- PAGE

========

ISLAMABAD: As Baloch protesters remain encamped outside the National Press Club to press authorities for the acceptance of their demands, some unidentified armed men on Monday night barged into the camp – right under the nose of the police – and took away the sound system used by the demonstrators.


Despite denial of any involvement or knowledge of the incident by the relevant authorities, including the Islamabad police and the ICT administration, social media was flooded with footage of plain-clothed people escaping the camp with the sound system in a white double-cabin vehicle. The footage by the participants of the camp was uploaded at around 3:30am. In the morning, Dr Mahrang Baloch narrated to the media that at midnight, while the women and children were asleep, some masked men arrived at the camp in a white vehicle, armed with guns.


“They harassed the people at the sit-in camp and stole the speaker and fled,” she said and added that all this was happening in the presence of the Islamabad police which had cordoned the area around the camp with barbed wires.


Ironically, the recently installed surveillance cameras in front of the camp for ‘the security of the protesters’ were not working at night, said police and ICT officials.



Participants say armed men stole sound system, harassed protesters



Besides in the morning, Dr Mahrang also confronted Magistrate Zeeshan Babar posted at the site in the presence of the media, as soon as he arrived at the press club. She said, “You were here to protect us but now you say that nobody knows who raided the place and took our equipment.”


While the officer expressed ignorance about the incident, the BYC leader demanded that he should inquire about the incident and inform everyone about the persons involved in the incident.

========

- INFORMATION PROVIDED

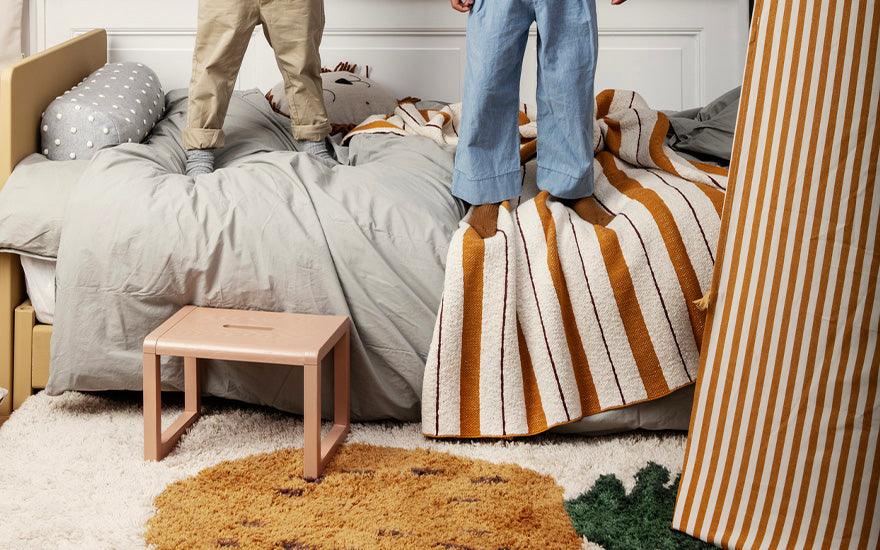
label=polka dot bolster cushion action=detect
[40,62,165,160]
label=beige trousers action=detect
[183,0,330,149]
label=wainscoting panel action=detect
[29,0,748,109]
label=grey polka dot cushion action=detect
[40,63,165,160]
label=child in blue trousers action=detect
[451,0,625,238]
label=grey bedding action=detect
[47,91,692,433]
[47,92,464,420]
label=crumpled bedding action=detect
[47,91,465,420]
[47,91,692,433]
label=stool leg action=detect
[303,363,321,480]
[183,357,202,413]
[144,353,162,460]
[333,330,351,427]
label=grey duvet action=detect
[47,92,465,420]
[47,91,693,433]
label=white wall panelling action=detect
[29,0,748,109]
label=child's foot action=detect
[186,149,214,178]
[468,202,500,239]
[295,139,339,166]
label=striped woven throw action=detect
[420,91,727,437]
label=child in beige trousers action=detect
[183,0,335,176]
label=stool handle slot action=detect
[223,325,275,330]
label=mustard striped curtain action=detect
[674,0,880,548]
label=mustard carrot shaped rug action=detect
[146,444,582,549]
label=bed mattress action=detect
[5,87,692,433]
[21,255,56,325]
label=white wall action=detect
[28,0,748,109]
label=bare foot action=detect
[468,203,499,239]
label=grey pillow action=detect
[0,154,89,258]
[40,62,165,160]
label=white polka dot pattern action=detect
[40,62,165,160]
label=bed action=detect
[0,30,691,432]
[0,30,107,423]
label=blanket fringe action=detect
[694,289,715,311]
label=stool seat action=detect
[144,306,348,365]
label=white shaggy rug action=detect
[0,393,685,549]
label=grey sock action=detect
[186,149,214,178]
[294,139,339,165]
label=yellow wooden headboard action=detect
[0,29,107,187]
[0,29,107,424]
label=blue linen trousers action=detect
[452,0,598,204]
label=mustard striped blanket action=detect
[353,91,727,437]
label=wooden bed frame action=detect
[0,29,107,424]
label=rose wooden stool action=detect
[144,306,350,480]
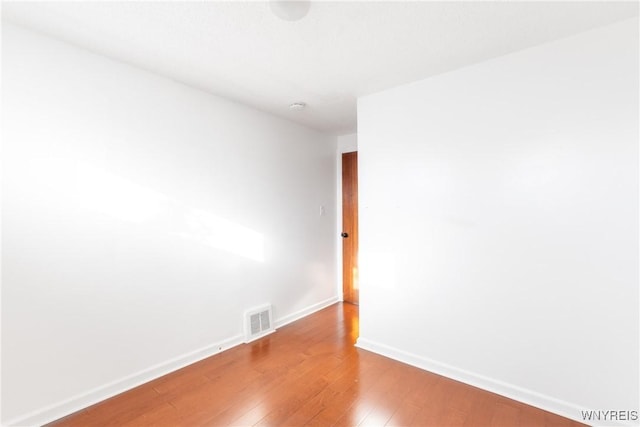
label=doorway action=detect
[341,151,360,305]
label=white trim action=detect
[3,296,339,426]
[275,296,339,329]
[6,335,244,426]
[356,338,596,425]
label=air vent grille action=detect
[245,305,275,342]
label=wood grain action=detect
[51,304,580,427]
[342,152,360,304]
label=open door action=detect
[342,152,359,304]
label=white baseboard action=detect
[6,335,244,426]
[275,296,339,328]
[6,297,338,426]
[356,338,585,423]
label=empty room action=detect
[0,0,640,426]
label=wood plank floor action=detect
[51,304,581,426]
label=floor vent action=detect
[244,305,276,343]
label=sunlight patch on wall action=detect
[26,159,264,262]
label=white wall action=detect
[358,19,640,426]
[2,23,337,424]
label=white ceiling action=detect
[2,1,638,134]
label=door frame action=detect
[335,133,358,301]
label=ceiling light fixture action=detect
[269,0,311,21]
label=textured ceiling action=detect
[2,1,638,134]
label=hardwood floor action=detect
[50,304,581,426]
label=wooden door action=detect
[342,152,359,304]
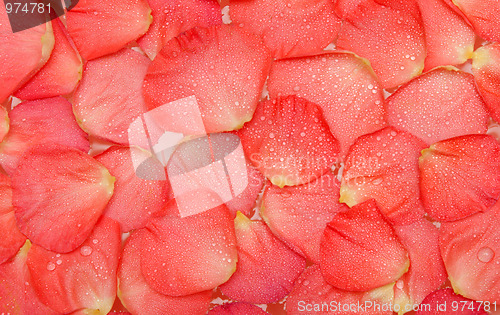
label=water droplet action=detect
[47,262,56,271]
[396,280,405,290]
[80,246,92,256]
[477,247,495,263]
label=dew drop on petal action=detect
[477,247,495,263]
[396,280,405,290]
[80,246,92,256]
[47,262,56,271]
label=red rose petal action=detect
[220,212,306,303]
[419,135,500,221]
[267,52,387,157]
[144,25,271,133]
[0,242,60,315]
[207,302,269,315]
[340,127,426,224]
[12,144,115,253]
[440,202,500,304]
[472,43,500,121]
[337,0,425,88]
[0,173,26,264]
[73,49,151,144]
[66,0,153,60]
[137,0,222,60]
[166,133,254,217]
[27,217,121,314]
[394,219,447,310]
[226,165,265,216]
[415,288,488,315]
[118,230,212,315]
[0,103,10,143]
[15,18,83,100]
[260,172,345,263]
[417,0,476,71]
[141,201,238,296]
[0,6,54,103]
[95,146,170,232]
[320,200,410,291]
[387,67,488,145]
[229,0,340,59]
[453,0,500,42]
[286,265,394,315]
[238,96,339,187]
[0,97,90,174]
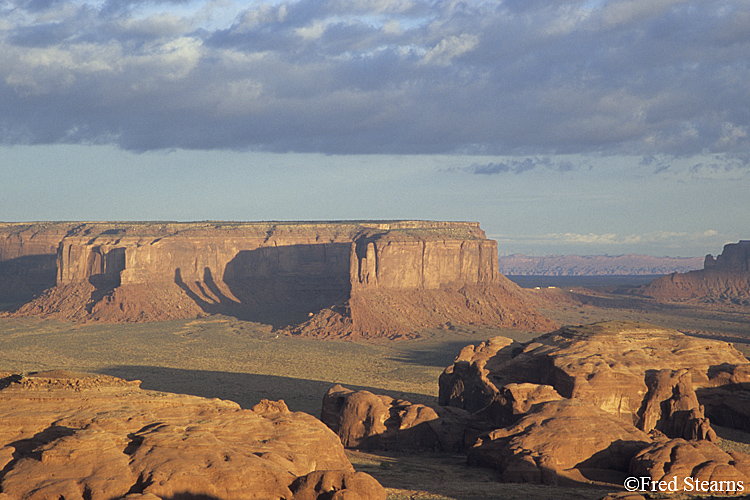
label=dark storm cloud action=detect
[0,0,750,155]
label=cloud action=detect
[0,0,750,154]
[496,229,726,247]
[470,156,583,175]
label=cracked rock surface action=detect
[0,371,385,500]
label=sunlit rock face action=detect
[440,321,750,432]
[0,370,385,500]
[0,221,555,337]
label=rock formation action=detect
[320,385,469,453]
[634,240,750,306]
[321,321,750,485]
[0,371,385,500]
[467,399,651,485]
[440,322,750,437]
[0,221,554,337]
[630,439,750,498]
[0,223,73,304]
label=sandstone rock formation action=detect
[634,240,750,306]
[630,439,750,497]
[0,372,385,500]
[0,221,555,337]
[467,399,651,485]
[0,223,73,304]
[440,322,750,439]
[320,385,470,453]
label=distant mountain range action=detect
[499,254,704,276]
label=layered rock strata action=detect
[634,240,750,306]
[0,221,554,337]
[0,371,385,500]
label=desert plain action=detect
[0,224,750,500]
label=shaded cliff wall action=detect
[635,240,750,305]
[0,223,75,303]
[5,221,532,331]
[703,240,750,272]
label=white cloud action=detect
[0,0,750,155]
[422,33,479,66]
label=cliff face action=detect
[636,240,750,305]
[6,221,556,335]
[499,254,703,276]
[0,223,74,303]
[703,240,750,272]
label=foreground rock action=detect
[630,439,750,496]
[0,372,385,500]
[321,322,750,485]
[320,385,469,453]
[440,322,750,439]
[468,399,651,485]
[0,221,557,338]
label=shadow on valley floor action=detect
[96,366,437,418]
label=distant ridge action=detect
[498,254,703,276]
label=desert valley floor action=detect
[0,280,750,500]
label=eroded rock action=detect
[440,322,750,436]
[0,371,385,500]
[321,385,470,452]
[630,439,750,496]
[467,399,651,485]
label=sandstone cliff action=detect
[0,221,555,337]
[634,240,750,305]
[0,223,74,304]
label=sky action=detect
[0,0,750,256]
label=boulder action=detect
[638,368,717,441]
[440,321,750,435]
[321,385,470,452]
[0,371,385,500]
[467,399,651,485]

========

Reproduce, word for word, the stretch of the protest camp article from "While the officer" through "in the incident.".

- WRITTEN RESPONSE
While the officer expressed ignorance about the incident, the BYC leader demanded that he should inquire about the incident and inform everyone about the persons involved in the incident.